- _DATA SHOWN_
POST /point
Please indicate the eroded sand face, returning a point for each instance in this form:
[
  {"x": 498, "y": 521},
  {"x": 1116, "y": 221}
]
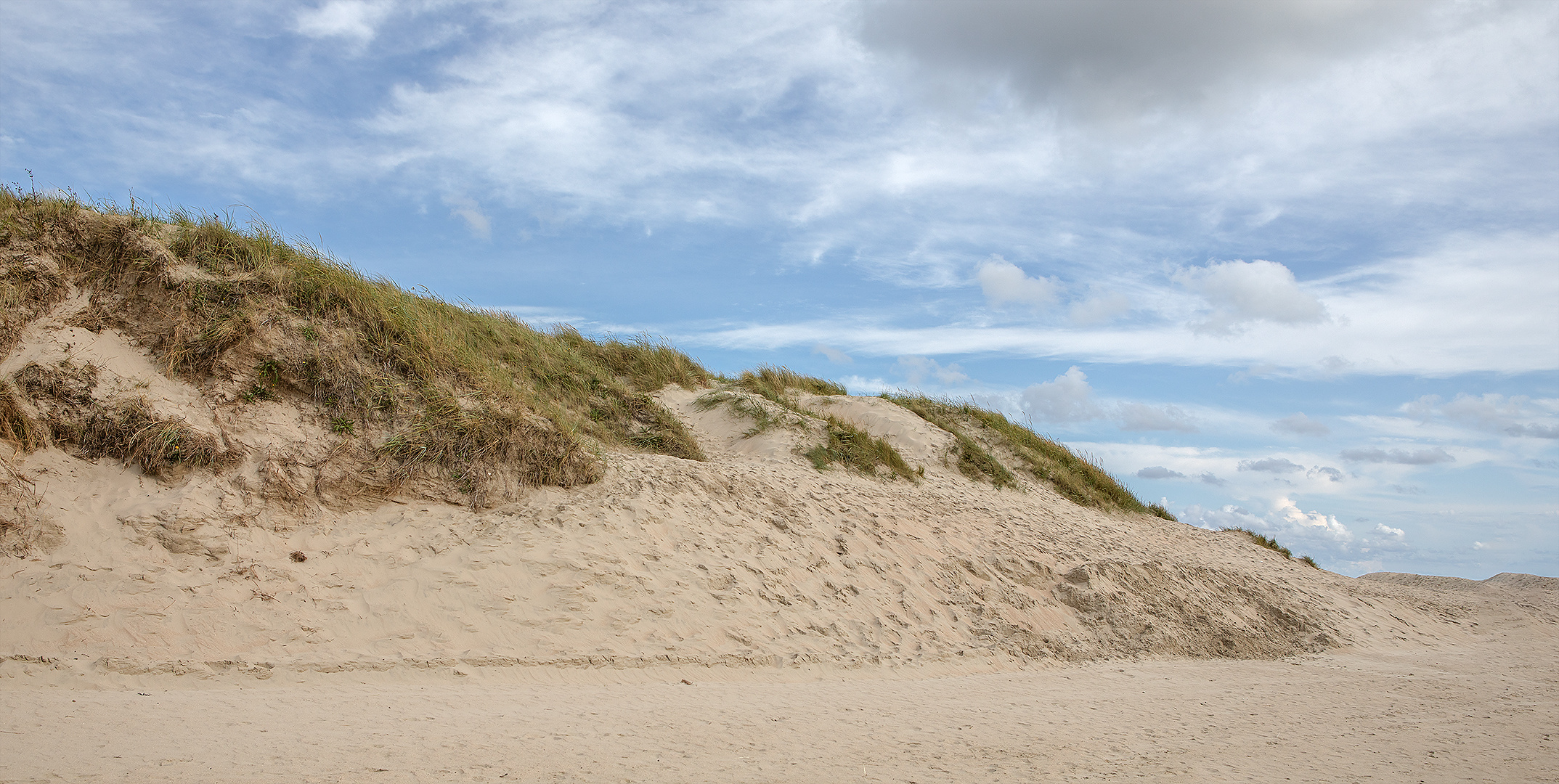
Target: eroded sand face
[{"x": 833, "y": 627}]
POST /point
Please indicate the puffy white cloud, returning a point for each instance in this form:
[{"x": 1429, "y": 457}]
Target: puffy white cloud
[
  {"x": 1141, "y": 417},
  {"x": 863, "y": 385},
  {"x": 1006, "y": 282},
  {"x": 917, "y": 369},
  {"x": 1065, "y": 399},
  {"x": 1420, "y": 457},
  {"x": 1273, "y": 465},
  {"x": 838, "y": 357},
  {"x": 1300, "y": 425},
  {"x": 1243, "y": 292}
]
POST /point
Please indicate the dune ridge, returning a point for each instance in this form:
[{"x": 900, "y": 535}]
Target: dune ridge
[{"x": 198, "y": 504}]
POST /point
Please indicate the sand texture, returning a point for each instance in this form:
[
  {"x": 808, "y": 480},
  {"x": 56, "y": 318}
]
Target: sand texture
[{"x": 270, "y": 619}]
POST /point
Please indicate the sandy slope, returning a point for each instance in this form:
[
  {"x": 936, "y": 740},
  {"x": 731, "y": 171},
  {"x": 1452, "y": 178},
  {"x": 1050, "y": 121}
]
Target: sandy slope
[
  {"x": 754, "y": 558},
  {"x": 831, "y": 626}
]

- _EXERCISE DIRECTIONS_
Reproduce all of the records above word for word, leaving out any pictures.

- _TASK SOLUTION_
POST /point
Please indicate the eroded sand face, returning a point for each instance in this form:
[
  {"x": 498, "y": 521},
  {"x": 1116, "y": 221}
]
Target: eroded sand face
[{"x": 833, "y": 627}]
POST /point
Please indicate the puffy white cloud, returning a point for each instance in this form:
[{"x": 1429, "y": 457}]
Target: puffy white cloud
[
  {"x": 1141, "y": 417},
  {"x": 863, "y": 385},
  {"x": 1006, "y": 282},
  {"x": 917, "y": 369},
  {"x": 1065, "y": 399},
  {"x": 1420, "y": 457},
  {"x": 1273, "y": 465},
  {"x": 838, "y": 357},
  {"x": 1300, "y": 425},
  {"x": 1243, "y": 292}
]
POST /point
Please indicate the dune ridge, returning a point for each instance in this form:
[{"x": 900, "y": 535}]
Target: dune ridge
[{"x": 198, "y": 504}]
POST /point
Please indicate the sand texture, returning a point for each instance in this form:
[
  {"x": 808, "y": 480},
  {"x": 56, "y": 318}
]
Target: sand texture
[{"x": 270, "y": 619}]
POST /point
Please indicate the sandy slope, returning a point for each instance in this form:
[
  {"x": 936, "y": 740},
  {"x": 731, "y": 171},
  {"x": 1452, "y": 178},
  {"x": 1050, "y": 121}
]
Target: sandy slope
[
  {"x": 754, "y": 558},
  {"x": 831, "y": 626}
]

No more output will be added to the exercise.